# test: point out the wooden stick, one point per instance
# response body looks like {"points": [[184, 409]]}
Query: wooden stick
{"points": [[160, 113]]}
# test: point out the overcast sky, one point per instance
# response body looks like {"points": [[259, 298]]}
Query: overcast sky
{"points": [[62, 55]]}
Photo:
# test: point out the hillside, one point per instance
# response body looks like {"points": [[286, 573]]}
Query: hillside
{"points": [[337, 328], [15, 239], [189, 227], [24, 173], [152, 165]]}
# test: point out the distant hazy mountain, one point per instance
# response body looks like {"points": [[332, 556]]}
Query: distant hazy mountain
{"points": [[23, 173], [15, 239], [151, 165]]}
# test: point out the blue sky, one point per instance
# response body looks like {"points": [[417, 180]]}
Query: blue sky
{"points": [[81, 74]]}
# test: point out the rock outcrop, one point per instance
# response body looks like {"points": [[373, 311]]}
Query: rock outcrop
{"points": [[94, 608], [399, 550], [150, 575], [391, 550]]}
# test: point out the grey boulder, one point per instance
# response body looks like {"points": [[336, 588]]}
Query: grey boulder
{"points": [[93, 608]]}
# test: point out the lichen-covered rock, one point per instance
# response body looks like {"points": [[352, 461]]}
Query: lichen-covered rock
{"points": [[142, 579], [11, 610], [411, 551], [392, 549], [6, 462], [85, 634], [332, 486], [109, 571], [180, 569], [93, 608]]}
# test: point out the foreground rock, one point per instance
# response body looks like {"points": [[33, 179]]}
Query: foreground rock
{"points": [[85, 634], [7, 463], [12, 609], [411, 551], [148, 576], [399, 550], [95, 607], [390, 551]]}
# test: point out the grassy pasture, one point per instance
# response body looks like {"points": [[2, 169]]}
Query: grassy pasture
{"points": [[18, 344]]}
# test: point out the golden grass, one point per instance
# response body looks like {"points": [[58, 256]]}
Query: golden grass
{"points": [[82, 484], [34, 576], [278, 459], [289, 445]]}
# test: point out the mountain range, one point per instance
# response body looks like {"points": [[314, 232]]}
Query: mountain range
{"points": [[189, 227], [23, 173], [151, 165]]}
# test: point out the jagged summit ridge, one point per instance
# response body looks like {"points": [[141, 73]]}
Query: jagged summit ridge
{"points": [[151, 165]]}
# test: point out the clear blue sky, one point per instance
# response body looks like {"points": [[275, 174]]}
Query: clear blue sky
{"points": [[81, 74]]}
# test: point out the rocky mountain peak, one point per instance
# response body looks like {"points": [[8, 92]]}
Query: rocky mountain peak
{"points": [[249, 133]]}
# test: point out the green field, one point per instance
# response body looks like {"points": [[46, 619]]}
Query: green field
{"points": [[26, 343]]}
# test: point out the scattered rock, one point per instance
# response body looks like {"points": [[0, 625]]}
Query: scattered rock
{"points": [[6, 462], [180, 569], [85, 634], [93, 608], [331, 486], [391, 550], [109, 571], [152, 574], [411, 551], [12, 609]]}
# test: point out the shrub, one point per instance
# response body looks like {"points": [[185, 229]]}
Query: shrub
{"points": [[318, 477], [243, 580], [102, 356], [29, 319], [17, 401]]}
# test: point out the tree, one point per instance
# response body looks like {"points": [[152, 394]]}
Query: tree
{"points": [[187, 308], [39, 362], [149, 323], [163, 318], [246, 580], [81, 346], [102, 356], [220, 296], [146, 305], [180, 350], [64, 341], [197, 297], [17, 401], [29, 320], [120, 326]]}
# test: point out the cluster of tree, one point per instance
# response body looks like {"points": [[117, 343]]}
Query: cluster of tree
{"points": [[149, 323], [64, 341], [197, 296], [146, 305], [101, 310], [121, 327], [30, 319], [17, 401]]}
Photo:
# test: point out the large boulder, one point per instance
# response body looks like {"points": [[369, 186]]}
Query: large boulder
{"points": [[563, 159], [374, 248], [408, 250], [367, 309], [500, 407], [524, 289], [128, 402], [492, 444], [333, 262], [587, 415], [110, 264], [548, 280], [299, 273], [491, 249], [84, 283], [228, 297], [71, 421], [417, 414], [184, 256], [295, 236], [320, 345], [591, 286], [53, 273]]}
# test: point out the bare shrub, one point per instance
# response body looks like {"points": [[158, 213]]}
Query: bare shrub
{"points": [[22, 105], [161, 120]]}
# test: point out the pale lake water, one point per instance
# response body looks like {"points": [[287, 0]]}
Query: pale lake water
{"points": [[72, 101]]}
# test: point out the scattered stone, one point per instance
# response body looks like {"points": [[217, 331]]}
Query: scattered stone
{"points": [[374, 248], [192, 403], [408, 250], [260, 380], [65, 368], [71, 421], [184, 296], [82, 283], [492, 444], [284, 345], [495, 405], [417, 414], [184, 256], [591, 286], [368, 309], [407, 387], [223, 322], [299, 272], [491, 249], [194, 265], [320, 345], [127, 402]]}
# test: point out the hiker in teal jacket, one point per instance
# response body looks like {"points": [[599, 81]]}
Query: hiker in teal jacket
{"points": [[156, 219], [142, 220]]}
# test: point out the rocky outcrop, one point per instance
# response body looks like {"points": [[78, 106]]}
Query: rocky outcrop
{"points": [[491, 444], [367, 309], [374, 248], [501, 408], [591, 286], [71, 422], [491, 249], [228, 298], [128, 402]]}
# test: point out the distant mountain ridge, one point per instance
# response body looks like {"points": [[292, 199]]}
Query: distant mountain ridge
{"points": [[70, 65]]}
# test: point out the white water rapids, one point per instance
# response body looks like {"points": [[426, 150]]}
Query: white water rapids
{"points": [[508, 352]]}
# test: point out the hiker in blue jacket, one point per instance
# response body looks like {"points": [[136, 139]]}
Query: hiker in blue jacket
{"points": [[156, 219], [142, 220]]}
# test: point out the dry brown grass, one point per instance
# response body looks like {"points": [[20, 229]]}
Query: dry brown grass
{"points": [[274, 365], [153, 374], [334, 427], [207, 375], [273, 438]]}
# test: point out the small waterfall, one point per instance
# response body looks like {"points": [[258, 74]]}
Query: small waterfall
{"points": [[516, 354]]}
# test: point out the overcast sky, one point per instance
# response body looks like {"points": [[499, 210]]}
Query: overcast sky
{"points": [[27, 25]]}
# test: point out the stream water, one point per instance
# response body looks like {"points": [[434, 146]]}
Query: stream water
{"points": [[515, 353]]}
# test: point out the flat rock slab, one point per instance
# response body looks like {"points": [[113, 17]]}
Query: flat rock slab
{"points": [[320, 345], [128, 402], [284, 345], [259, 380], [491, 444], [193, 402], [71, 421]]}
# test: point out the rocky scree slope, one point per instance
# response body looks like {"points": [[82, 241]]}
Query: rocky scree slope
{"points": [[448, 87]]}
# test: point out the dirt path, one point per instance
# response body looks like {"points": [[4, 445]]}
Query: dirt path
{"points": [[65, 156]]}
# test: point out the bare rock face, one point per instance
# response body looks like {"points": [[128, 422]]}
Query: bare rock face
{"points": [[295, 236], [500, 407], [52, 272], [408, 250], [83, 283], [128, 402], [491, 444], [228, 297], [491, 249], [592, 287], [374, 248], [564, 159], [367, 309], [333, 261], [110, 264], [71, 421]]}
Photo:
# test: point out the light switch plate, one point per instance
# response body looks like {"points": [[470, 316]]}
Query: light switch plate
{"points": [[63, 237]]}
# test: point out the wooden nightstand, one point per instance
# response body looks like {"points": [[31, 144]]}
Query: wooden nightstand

## TASK TO COMPLETE
Convert the lines between the one holding "# test: point out the tree, one" and the one holding "Query: tree", inclusive, into a Markdown table with the columns Num and Text, numbering each line and leaving out any blank lines.

## FINAL RESULT
| Num | Text |
|---|---|
| 1 | # test: point out the tree, one point per instance |
| 2 | # response body looks like {"points": [[152, 394]]} |
| 3 | Query: tree |